═══ Supplied text ═══

Coordinated Omission: Improve latency measurement and reporting?

giltene commented 3 years ago

I've been digging into tip-stress recently (cool tool!) and wanted to know if there is interest in improving the latency reporting mechanism, to better report on externally-observable latency.

As it currently stands, the measurement technique used appears to be susceptible to the Coordinated Omission problem (a term I copied a while back, and a problem prevalent in many load generators in monitoring tools). The mechanism by which it shows up here (as in most load generators that have not fixed it yet) involves a coordinated stall between the server being measured and issuing of operations on the load generator side. A stall on the server side will effectively stall the measurements in each load generator thread, as each thread will not issue new requests until the one that is in flight either succeeds or fails. When the threads do issue the request, they set the start time as the time that the request was issued (a time that the server was able to delay through stalling), rather than the time that the request would have been issued at had the coordination (and stall of the load generator thread) not happened. The resulting effect is that the latencies measured (and the stats they reflect) can end up discounting most of the server stall effects, reporting stats (like p99) that appear to show significantly lower latency than the latency that actual clients would experience. In effect, the reported latency stats describe something that is much closer to the service time within the server, and often very far from the externally visible response time that a non-coordinating client would see. The gap between the two can often be multiple of orders of magnitude, especially at higher %'iles, and especially when no trivial JVM pauses or other server stalls are exhibited.

For a detailed example of what the problem is and how different latency reports can be when it is corrected, look at README for wrk2. The wrk2 repo was originally intended to simply as an example of how to fix coordinated omission in load generators (I used it for that purpose in a workshop I gave on the subject), but it seems to have unintentionally grown in use. I'd much rather have this sort of thing fixed (or addressed from the start) in the mainstream version of each load generator (as we've managed to do with e.g. cassandra-stress, YCSB, Galting, and RadarGun).

A simple litmus test I use, which immediately shows whether or not coordinated omission is in play, is the "what is the reported latency when the actual throughput is well below the load generator's attempted throughput" test. When a server is unable to actually satisfy the incoming load, and the load is not coordinating with the server, a queue of pending but not yet handled requests grows over time. Each of these pending requests has a start time determined by when it was attempted, not by when the server was willing to accept it, so externally experienced latencies (across all %'ile) grow linearly with time; the longer the test is run the longer the latencies are (typically grwoing in a clean linear line). Whenever a load generator reports latencies that do not grow over time under such over-saturated-server conditions, it is exhibiting Coordinated Omission. That omission mechanism is usually not limited to continually satuarted conditions, and is likely affecting it's reporting even under non-saturated conditions (e.g. during the occasional multi-second or sub-second stalls that servers may exhibit under loads where 10s of thousands of operations per second are being modeled). tlp-stress certainly exhibits this tell-tale behavior. And the coordination is pretty easy to spot in the code. It is basically here and here.

═══ Given data ═══

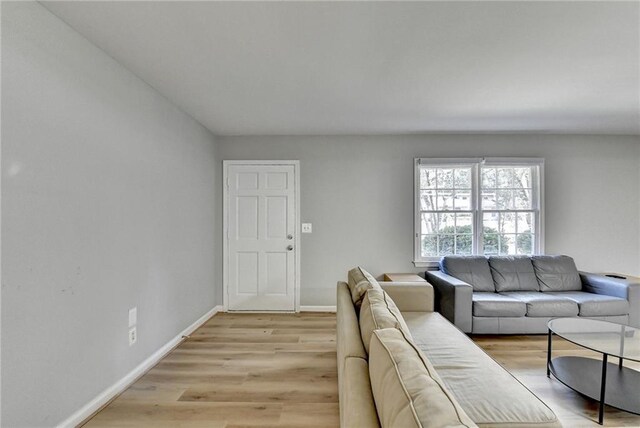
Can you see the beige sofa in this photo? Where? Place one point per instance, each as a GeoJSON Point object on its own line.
{"type": "Point", "coordinates": [402, 365]}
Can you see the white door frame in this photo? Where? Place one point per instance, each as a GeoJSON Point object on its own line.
{"type": "Point", "coordinates": [225, 226]}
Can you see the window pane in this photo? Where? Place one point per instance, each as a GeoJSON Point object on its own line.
{"type": "Point", "coordinates": [427, 178]}
{"type": "Point", "coordinates": [491, 244]}
{"type": "Point", "coordinates": [429, 222]}
{"type": "Point", "coordinates": [488, 200]}
{"type": "Point", "coordinates": [507, 223]}
{"type": "Point", "coordinates": [504, 199]}
{"type": "Point", "coordinates": [445, 199]}
{"type": "Point", "coordinates": [446, 223]}
{"type": "Point", "coordinates": [524, 243]}
{"type": "Point", "coordinates": [429, 247]}
{"type": "Point", "coordinates": [462, 200]}
{"type": "Point", "coordinates": [464, 223]}
{"type": "Point", "coordinates": [488, 178]}
{"type": "Point", "coordinates": [428, 200]}
{"type": "Point", "coordinates": [504, 177]}
{"type": "Point", "coordinates": [490, 223]}
{"type": "Point", "coordinates": [525, 222]}
{"type": "Point", "coordinates": [463, 244]}
{"type": "Point", "coordinates": [507, 207]}
{"type": "Point", "coordinates": [446, 244]}
{"type": "Point", "coordinates": [507, 246]}
{"type": "Point", "coordinates": [522, 177]}
{"type": "Point", "coordinates": [523, 199]}
{"type": "Point", "coordinates": [462, 178]}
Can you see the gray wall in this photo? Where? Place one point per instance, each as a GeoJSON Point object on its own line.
{"type": "Point", "coordinates": [108, 203]}
{"type": "Point", "coordinates": [358, 193]}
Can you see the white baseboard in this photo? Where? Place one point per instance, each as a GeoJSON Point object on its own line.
{"type": "Point", "coordinates": [317, 308]}
{"type": "Point", "coordinates": [108, 394]}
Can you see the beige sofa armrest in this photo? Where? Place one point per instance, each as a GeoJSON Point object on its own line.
{"type": "Point", "coordinates": [410, 296]}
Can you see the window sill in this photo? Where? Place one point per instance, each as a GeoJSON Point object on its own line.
{"type": "Point", "coordinates": [430, 265]}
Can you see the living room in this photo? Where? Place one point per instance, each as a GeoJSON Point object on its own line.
{"type": "Point", "coordinates": [123, 121]}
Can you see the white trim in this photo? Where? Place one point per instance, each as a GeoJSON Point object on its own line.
{"type": "Point", "coordinates": [297, 222]}
{"type": "Point", "coordinates": [317, 308]}
{"type": "Point", "coordinates": [86, 411]}
{"type": "Point", "coordinates": [448, 161]}
{"type": "Point", "coordinates": [512, 161]}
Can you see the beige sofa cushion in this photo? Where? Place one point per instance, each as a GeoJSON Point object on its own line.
{"type": "Point", "coordinates": [360, 281]}
{"type": "Point", "coordinates": [468, 372]}
{"type": "Point", "coordinates": [357, 409]}
{"type": "Point", "coordinates": [379, 311]}
{"type": "Point", "coordinates": [406, 389]}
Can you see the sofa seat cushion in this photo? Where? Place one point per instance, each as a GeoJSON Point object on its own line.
{"type": "Point", "coordinates": [497, 305]}
{"type": "Point", "coordinates": [360, 281]}
{"type": "Point", "coordinates": [513, 273]}
{"type": "Point", "coordinates": [469, 373]}
{"type": "Point", "coordinates": [556, 273]}
{"type": "Point", "coordinates": [595, 305]}
{"type": "Point", "coordinates": [545, 304]}
{"type": "Point", "coordinates": [474, 270]}
{"type": "Point", "coordinates": [379, 311]}
{"type": "Point", "coordinates": [406, 388]}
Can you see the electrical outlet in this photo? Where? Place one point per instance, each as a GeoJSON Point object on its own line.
{"type": "Point", "coordinates": [133, 316]}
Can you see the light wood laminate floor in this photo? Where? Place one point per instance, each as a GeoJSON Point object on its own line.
{"type": "Point", "coordinates": [279, 370]}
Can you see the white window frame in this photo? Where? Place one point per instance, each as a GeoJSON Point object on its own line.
{"type": "Point", "coordinates": [476, 164]}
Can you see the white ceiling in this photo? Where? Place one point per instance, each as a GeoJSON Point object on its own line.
{"type": "Point", "coordinates": [244, 68]}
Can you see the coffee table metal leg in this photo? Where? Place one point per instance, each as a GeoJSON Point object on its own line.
{"type": "Point", "coordinates": [549, 353]}
{"type": "Point", "coordinates": [603, 388]}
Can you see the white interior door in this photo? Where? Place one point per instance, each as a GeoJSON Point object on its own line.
{"type": "Point", "coordinates": [261, 237]}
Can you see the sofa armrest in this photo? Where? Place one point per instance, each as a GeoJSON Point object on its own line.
{"type": "Point", "coordinates": [453, 298]}
{"type": "Point", "coordinates": [627, 288]}
{"type": "Point", "coordinates": [410, 296]}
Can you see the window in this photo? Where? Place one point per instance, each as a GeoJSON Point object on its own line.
{"type": "Point", "coordinates": [477, 206]}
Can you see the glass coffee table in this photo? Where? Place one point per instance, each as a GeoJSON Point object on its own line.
{"type": "Point", "coordinates": [608, 383]}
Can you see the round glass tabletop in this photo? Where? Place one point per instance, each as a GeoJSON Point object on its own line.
{"type": "Point", "coordinates": [605, 337]}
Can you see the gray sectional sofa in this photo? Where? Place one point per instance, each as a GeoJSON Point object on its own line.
{"type": "Point", "coordinates": [519, 295]}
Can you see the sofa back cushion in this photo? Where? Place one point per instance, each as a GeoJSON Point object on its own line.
{"type": "Point", "coordinates": [556, 273]}
{"type": "Point", "coordinates": [513, 273]}
{"type": "Point", "coordinates": [359, 282]}
{"type": "Point", "coordinates": [474, 270]}
{"type": "Point", "coordinates": [406, 389]}
{"type": "Point", "coordinates": [379, 311]}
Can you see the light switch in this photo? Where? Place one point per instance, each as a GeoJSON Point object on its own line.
{"type": "Point", "coordinates": [133, 316]}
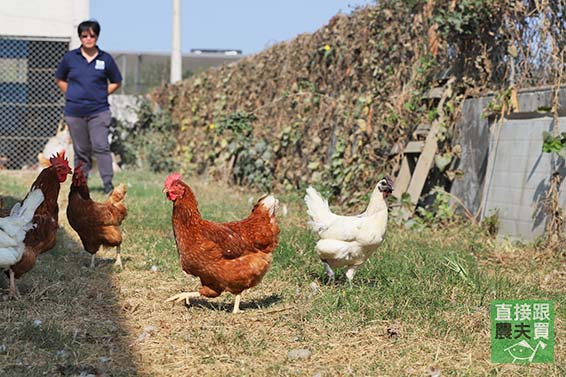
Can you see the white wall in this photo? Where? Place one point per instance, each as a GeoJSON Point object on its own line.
{"type": "Point", "coordinates": [55, 19]}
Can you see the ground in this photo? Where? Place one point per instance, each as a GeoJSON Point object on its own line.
{"type": "Point", "coordinates": [407, 312]}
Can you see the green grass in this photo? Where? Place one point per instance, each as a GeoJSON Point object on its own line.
{"type": "Point", "coordinates": [406, 311]}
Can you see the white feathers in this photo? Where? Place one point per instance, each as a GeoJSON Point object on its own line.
{"type": "Point", "coordinates": [13, 228]}
{"type": "Point", "coordinates": [270, 203]}
{"type": "Point", "coordinates": [346, 240]}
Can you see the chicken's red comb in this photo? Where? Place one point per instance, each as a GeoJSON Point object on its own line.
{"type": "Point", "coordinates": [172, 178]}
{"type": "Point", "coordinates": [79, 168]}
{"type": "Point", "coordinates": [59, 159]}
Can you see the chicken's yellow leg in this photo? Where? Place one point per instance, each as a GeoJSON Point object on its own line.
{"type": "Point", "coordinates": [118, 259]}
{"type": "Point", "coordinates": [183, 296]}
{"type": "Point", "coordinates": [237, 304]}
{"type": "Point", "coordinates": [13, 293]}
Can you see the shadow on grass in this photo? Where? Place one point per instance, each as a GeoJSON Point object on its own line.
{"type": "Point", "coordinates": [68, 320]}
{"type": "Point", "coordinates": [262, 303]}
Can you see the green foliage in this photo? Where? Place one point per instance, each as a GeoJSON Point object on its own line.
{"type": "Point", "coordinates": [440, 211]}
{"type": "Point", "coordinates": [553, 144]}
{"type": "Point", "coordinates": [465, 19]}
{"type": "Point", "coordinates": [151, 142]}
{"type": "Point", "coordinates": [251, 159]}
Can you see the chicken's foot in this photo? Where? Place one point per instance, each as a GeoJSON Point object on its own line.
{"type": "Point", "coordinates": [183, 296]}
{"type": "Point", "coordinates": [237, 304]}
{"type": "Point", "coordinates": [118, 258]}
{"type": "Point", "coordinates": [13, 292]}
{"type": "Point", "coordinates": [329, 273]}
{"type": "Point", "coordinates": [350, 272]}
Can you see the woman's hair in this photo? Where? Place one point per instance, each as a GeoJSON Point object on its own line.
{"type": "Point", "coordinates": [89, 25]}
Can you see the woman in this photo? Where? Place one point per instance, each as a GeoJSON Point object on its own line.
{"type": "Point", "coordinates": [87, 75]}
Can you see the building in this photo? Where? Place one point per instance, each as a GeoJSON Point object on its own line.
{"type": "Point", "coordinates": [34, 35]}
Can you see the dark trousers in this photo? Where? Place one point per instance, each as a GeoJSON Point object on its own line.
{"type": "Point", "coordinates": [90, 136]}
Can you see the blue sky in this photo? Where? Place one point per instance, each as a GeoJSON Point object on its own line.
{"type": "Point", "coordinates": [248, 25]}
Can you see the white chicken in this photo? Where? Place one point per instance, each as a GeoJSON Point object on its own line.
{"type": "Point", "coordinates": [348, 241]}
{"type": "Point", "coordinates": [13, 230]}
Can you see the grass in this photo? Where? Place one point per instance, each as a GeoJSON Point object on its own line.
{"type": "Point", "coordinates": [408, 310]}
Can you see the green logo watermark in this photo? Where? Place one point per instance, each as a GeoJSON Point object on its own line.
{"type": "Point", "coordinates": [522, 331]}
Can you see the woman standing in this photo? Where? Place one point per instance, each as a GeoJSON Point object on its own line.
{"type": "Point", "coordinates": [87, 75]}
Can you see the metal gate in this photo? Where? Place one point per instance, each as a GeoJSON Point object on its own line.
{"type": "Point", "coordinates": [31, 105]}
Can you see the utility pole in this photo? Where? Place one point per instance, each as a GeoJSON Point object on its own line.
{"type": "Point", "coordinates": [81, 12]}
{"type": "Point", "coordinates": [176, 57]}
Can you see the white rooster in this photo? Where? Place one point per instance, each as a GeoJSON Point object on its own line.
{"type": "Point", "coordinates": [13, 230]}
{"type": "Point", "coordinates": [348, 241]}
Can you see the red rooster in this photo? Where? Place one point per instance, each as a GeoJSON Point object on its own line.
{"type": "Point", "coordinates": [228, 257]}
{"type": "Point", "coordinates": [42, 238]}
{"type": "Point", "coordinates": [97, 224]}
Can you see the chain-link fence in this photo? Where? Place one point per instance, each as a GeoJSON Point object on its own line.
{"type": "Point", "coordinates": [31, 105]}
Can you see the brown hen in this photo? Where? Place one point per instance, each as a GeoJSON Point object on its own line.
{"type": "Point", "coordinates": [229, 257]}
{"type": "Point", "coordinates": [97, 224]}
{"type": "Point", "coordinates": [43, 237]}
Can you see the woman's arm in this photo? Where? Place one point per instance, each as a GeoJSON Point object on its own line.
{"type": "Point", "coordinates": [113, 86]}
{"type": "Point", "coordinates": [62, 85]}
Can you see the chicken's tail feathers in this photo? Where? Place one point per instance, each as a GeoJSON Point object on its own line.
{"type": "Point", "coordinates": [270, 203]}
{"type": "Point", "coordinates": [317, 208]}
{"type": "Point", "coordinates": [26, 210]}
{"type": "Point", "coordinates": [21, 215]}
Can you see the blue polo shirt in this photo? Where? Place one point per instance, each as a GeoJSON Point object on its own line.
{"type": "Point", "coordinates": [87, 90]}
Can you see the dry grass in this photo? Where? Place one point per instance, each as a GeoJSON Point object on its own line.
{"type": "Point", "coordinates": [112, 322]}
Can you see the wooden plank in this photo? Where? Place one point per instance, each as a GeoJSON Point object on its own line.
{"type": "Point", "coordinates": [414, 147]}
{"type": "Point", "coordinates": [403, 179]}
{"type": "Point", "coordinates": [423, 167]}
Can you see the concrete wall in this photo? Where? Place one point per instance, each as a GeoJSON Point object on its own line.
{"type": "Point", "coordinates": [519, 178]}
{"type": "Point", "coordinates": [505, 170]}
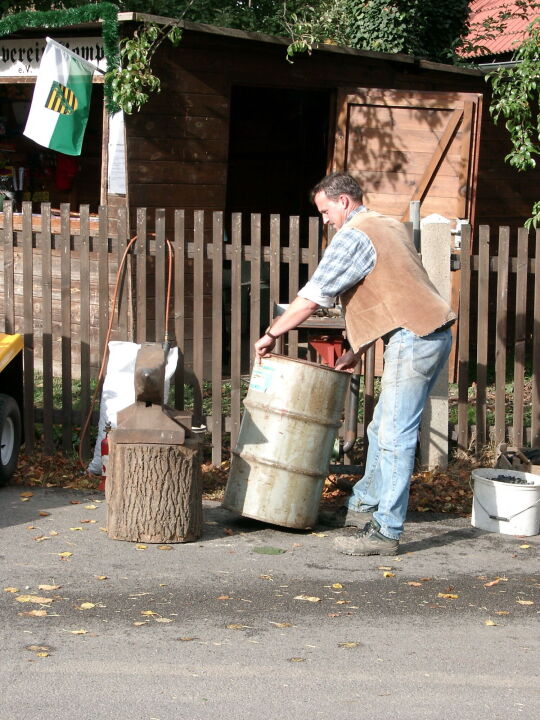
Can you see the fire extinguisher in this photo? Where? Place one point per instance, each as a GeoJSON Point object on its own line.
{"type": "Point", "coordinates": [104, 457]}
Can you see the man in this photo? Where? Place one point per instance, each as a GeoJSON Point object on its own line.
{"type": "Point", "coordinates": [385, 292]}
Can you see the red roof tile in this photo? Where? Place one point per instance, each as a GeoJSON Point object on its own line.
{"type": "Point", "coordinates": [503, 42]}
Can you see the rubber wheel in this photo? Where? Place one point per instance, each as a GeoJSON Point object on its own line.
{"type": "Point", "coordinates": [10, 437]}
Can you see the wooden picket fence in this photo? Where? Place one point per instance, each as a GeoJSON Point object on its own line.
{"type": "Point", "coordinates": [59, 275]}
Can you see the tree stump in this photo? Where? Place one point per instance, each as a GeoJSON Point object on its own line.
{"type": "Point", "coordinates": [154, 492]}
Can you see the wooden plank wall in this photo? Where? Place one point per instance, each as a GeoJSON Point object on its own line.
{"type": "Point", "coordinates": [57, 290]}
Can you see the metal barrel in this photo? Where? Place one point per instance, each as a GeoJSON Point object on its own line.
{"type": "Point", "coordinates": [293, 410]}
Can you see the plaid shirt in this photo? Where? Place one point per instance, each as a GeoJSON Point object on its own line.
{"type": "Point", "coordinates": [349, 257]}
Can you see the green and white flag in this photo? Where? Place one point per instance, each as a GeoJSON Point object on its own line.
{"type": "Point", "coordinates": [61, 100]}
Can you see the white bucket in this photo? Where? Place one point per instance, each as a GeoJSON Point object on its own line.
{"type": "Point", "coordinates": [505, 507]}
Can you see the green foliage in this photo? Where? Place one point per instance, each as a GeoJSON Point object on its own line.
{"type": "Point", "coordinates": [132, 82]}
{"type": "Point", "coordinates": [425, 28]}
{"type": "Point", "coordinates": [516, 99]}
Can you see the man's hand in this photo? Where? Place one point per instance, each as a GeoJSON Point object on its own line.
{"type": "Point", "coordinates": [264, 346]}
{"type": "Point", "coordinates": [348, 361]}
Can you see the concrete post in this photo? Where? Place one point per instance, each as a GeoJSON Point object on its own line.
{"type": "Point", "coordinates": [436, 240]}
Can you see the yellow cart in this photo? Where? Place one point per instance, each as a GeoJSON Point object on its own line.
{"type": "Point", "coordinates": [11, 403]}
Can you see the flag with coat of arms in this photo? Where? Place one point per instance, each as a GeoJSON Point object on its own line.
{"type": "Point", "coordinates": [61, 100]}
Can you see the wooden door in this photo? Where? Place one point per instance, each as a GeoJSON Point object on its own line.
{"type": "Point", "coordinates": [404, 146]}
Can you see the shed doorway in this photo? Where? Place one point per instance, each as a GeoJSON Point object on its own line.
{"type": "Point", "coordinates": [278, 149]}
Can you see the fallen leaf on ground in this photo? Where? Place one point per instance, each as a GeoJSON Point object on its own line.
{"type": "Point", "coordinates": [495, 582]}
{"type": "Point", "coordinates": [268, 550]}
{"type": "Point", "coordinates": [280, 624]}
{"type": "Point", "coordinates": [33, 598]}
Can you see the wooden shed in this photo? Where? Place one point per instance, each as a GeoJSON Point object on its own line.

═══

What to do
a. Decide whether each statement agrees with the coordinated omission thread. Answer yes or no, and quote the deciding words of the thread. (i) When threads issue a request, they set the start time as the moment the request was issued. (ii) Under over-saturated conditions, externally experienced latencies stay flat over time. (iii) The reported latency stats come close to the service time within the server.
b. Write out the passage of the coordinated omission thread between "giltene commented 3" and "on externally-observable latency.", inclusive.
c. Answer these questions from the coordinated omission thread.
(i) Which README does the thread point to for a detailed example of the problem?
(ii) In the litmus test, the actual throughput is well below what?
(iii) What determines the start time of each pending request in a growing queue?
The rows are drawn from a separate source.

Task solutions
a.
(i) Yes: "they set the start time as the time that the request was issued"
(ii) No: "externally experienced latencies (across all %'ile) grow linearly with time"
(iii) Yes: "the reported latency stats describe something that is much closer to the service time within the server"

b.
giltene commented 3 years ago

I've been digging into tip-stress recently (cool tool!) and wanted to know if there is interest in improving the latency reporting mechanism, to better report on externally-observable latency.

c.
(i) The README for wrk2.
(ii) The load generator's attempted throughput.
(iii) When the request was attempted, not when the server was willing to accept it.